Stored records

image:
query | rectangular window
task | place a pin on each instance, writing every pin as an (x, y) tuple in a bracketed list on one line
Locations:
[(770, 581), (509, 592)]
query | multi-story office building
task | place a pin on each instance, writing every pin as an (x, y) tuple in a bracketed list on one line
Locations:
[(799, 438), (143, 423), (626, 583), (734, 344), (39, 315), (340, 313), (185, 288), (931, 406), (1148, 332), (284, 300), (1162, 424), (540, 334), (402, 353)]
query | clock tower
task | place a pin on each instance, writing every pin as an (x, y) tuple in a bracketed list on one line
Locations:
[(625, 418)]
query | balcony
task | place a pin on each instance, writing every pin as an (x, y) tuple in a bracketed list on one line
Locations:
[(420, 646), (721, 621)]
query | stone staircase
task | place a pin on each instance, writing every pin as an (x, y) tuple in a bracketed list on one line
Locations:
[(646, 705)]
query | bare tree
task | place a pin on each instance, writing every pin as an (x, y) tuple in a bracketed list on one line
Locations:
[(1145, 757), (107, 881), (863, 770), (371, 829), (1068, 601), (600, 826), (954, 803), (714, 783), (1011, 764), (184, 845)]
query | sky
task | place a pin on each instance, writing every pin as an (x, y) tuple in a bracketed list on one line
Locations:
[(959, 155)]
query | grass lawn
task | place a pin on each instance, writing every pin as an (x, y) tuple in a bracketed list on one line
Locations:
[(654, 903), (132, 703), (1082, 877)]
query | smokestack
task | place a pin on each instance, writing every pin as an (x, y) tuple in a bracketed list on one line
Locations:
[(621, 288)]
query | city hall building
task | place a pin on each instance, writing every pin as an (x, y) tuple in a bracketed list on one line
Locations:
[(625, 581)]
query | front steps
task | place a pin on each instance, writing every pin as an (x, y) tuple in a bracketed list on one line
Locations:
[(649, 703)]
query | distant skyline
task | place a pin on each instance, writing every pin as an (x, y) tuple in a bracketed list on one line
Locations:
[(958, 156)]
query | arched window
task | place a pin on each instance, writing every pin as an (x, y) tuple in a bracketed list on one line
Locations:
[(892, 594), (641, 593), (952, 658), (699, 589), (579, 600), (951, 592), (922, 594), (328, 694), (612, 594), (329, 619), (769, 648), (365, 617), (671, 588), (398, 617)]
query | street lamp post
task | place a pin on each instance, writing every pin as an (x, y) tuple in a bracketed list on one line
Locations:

- REQUIRED ACTION -
Repeat, word for word, every line above.

- THE ANSWER -
image:
query | rectangular window
task | place a pin on each instance, writing every pin as an (x, y) tuple in a bracketed list on one line
Locations:
[(770, 581), (509, 592)]
query | multi-story office building
task | place a pin on each instance, writing every pin as an (x, y) tuple in a bracketed list on one line
Locations:
[(799, 438), (143, 423), (626, 583), (734, 344), (39, 315), (340, 313), (185, 288), (931, 406), (1148, 332), (284, 300), (1162, 424), (540, 334), (402, 353)]
query | clock tower
task | place a pin on each instance, writing every pin as an (x, y) tuple in a bracketed list on one line
Locations:
[(625, 418)]
query | balcony
task | place a pin on each instance, writing every pin as an (x, y) tuple in a bracketed list on one line
Locations:
[(420, 646), (721, 621)]
query | stone staircase
task | place a pin on each instance, writing every pin as an (x, y) tuple in a bracketed list on one line
Locations:
[(646, 705)]
query | bare tree
task | place a pin on each instance, writing every pin as an (x, y) tuple in a bracketed list on one line
Locations:
[(1145, 757), (107, 881), (863, 770), (371, 829), (1068, 601), (600, 826), (954, 803), (714, 783), (1011, 764), (184, 845)]
query | sky
task | place a pin on each instance, writing every pin as an (x, y) tuple in a bracketed list on one line
Locations:
[(959, 155)]
query | grass lawn
task | place a pin on each instance, writing every pin as an (x, y) tuple in a bracketed list on one line
Locations:
[(654, 903), (132, 703), (1082, 877)]
query | smokestack
task | place a pin on each instance, writing every pin as an (x, y) tuple in a bracketed list on one line
Locations:
[(621, 288)]
query | city hall building
task | place a pin on each instance, writing every pin as an (x, y) tuple in a bracketed list on one line
Locations:
[(625, 581)]
query | front steps
task | place a pin on each instance, writing every pin as an (x, y) tuple in a bracketed list on one line
Locations:
[(649, 703)]
query | distant skyline
task | place a pin on each instance, writing every pin as an (x, y) tuple in a bracketed list on one line
Locations:
[(958, 156)]
query | arched window
task | place a pin on each instance, writing every pin as an (x, y) tuple in a bracketed list on one line
Locations:
[(892, 594), (641, 593), (952, 658), (699, 589), (579, 600), (951, 592), (922, 594), (328, 694), (612, 594), (329, 619), (769, 648), (365, 617), (671, 588), (398, 617)]
query | street lamp post
task | place a pin on each instance, writing every pin as an (x, y) tuple in a bracketed list on one line
Locations:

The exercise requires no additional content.